Repeat the material word for word, from its first line through the line containing "(1370, 803)".

═════ DATA SHOWN ═════

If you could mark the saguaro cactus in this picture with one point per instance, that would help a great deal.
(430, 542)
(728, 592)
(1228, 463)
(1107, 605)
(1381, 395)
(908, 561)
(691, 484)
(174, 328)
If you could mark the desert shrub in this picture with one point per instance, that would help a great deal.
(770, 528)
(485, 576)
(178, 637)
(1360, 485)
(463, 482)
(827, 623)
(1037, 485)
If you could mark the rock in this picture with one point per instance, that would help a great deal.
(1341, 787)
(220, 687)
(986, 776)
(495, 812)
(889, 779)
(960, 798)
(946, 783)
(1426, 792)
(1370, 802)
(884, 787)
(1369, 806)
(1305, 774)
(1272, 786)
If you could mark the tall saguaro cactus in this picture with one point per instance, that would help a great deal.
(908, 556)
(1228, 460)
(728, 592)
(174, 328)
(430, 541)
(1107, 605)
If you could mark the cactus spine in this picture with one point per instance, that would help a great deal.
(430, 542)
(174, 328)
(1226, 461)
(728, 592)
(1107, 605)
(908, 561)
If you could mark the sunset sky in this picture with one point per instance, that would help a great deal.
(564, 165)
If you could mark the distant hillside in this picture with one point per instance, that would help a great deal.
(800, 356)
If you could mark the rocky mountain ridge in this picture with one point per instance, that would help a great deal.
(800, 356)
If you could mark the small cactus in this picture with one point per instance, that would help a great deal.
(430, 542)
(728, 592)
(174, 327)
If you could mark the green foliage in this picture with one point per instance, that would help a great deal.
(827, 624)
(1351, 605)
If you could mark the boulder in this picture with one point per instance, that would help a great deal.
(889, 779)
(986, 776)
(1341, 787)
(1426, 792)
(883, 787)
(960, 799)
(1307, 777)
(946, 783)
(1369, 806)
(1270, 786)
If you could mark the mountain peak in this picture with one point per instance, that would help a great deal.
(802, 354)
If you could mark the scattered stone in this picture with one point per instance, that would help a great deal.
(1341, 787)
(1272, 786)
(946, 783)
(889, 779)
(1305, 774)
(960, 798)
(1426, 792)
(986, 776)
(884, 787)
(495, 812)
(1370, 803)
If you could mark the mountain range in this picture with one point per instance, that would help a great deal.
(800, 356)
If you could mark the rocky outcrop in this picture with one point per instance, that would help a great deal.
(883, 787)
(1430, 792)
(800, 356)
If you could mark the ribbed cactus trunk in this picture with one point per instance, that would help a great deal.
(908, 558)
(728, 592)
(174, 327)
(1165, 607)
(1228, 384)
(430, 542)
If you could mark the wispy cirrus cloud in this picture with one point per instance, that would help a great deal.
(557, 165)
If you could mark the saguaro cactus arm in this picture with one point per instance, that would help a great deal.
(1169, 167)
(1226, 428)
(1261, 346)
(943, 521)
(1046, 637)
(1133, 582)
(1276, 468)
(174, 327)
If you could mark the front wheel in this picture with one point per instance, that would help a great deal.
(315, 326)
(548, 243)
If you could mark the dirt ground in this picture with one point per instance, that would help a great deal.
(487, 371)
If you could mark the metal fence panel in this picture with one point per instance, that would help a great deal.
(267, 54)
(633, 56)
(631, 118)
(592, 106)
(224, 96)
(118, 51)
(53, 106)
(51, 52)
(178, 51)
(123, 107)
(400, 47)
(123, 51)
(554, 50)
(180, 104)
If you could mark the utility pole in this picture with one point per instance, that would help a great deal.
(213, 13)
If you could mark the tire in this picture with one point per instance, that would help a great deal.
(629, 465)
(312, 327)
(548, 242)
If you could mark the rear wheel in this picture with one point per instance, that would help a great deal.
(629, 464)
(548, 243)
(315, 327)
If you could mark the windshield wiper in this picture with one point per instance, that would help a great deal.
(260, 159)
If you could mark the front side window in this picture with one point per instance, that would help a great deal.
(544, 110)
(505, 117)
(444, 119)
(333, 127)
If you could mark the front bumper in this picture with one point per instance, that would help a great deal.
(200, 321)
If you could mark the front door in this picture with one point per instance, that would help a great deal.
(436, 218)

═════

REPLY ▸
If you could mark the saguaro cactus in this picture with one point per instance, that would help a great deal.
(430, 542)
(728, 592)
(1228, 463)
(1107, 605)
(1381, 395)
(908, 561)
(691, 484)
(174, 328)
If you could mark the desert shrub in this picture with one point per instance, that would help a great deal.
(770, 528)
(485, 576)
(178, 637)
(1360, 485)
(463, 482)
(827, 623)
(1037, 485)
If you could mark the rock in this picture with one point per instance, that would help a great deal.
(1341, 787)
(220, 687)
(986, 776)
(495, 812)
(889, 779)
(960, 798)
(946, 783)
(1426, 792)
(1370, 802)
(884, 787)
(1369, 806)
(1305, 774)
(1272, 786)
If you could mark the tall saguaro cactus in this picture with one point per instance, that would help a great deal.
(908, 556)
(1228, 460)
(728, 592)
(174, 328)
(430, 541)
(1107, 605)
If you could mark the cactus spine in this picture with one point per instance, that would help a great deal.
(430, 542)
(174, 328)
(1226, 461)
(728, 592)
(1107, 605)
(908, 561)
If you could mark the sunset sky in this picture with one point per instance, that would help a great deal.
(564, 165)
If you could mark the distant hillside in this picture with one point per instance, that would help a great deal.
(800, 356)
If you could mark the rocky mountain ridge in this picture with one point per instance, that would help a great deal.
(800, 356)
If you could mark the small cactus in this picture with one point per instance, that would help a great deal.
(430, 542)
(728, 592)
(174, 327)
If you could mark the green foliage in this picture with one point per instance, that would help a great deal.
(827, 624)
(1351, 605)
If you could mark the boulder in this picture with one point per instance, that would help a great deal.
(889, 779)
(986, 776)
(1341, 787)
(1426, 792)
(883, 787)
(960, 799)
(1307, 777)
(946, 783)
(1369, 806)
(1270, 786)
If you could mark the mountain peak in this picture with one point per instance, that would help a great deal.
(802, 354)
If you could mark the scattered stone in this picture with one point per instance, that would help a great deal.
(1341, 787)
(1272, 786)
(946, 783)
(889, 779)
(1305, 774)
(960, 798)
(1426, 792)
(986, 776)
(884, 787)
(495, 812)
(1370, 803)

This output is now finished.